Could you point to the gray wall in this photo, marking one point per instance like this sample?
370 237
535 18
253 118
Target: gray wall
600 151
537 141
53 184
==========
TASK GOAL:
Using the data above, reproduce every line exactly.

TASK RESULT:
Could you point to the gray wall in this photo, marking one point per instance like this sample?
370 237
535 18
253 118
Target: gray wall
600 151
537 141
53 184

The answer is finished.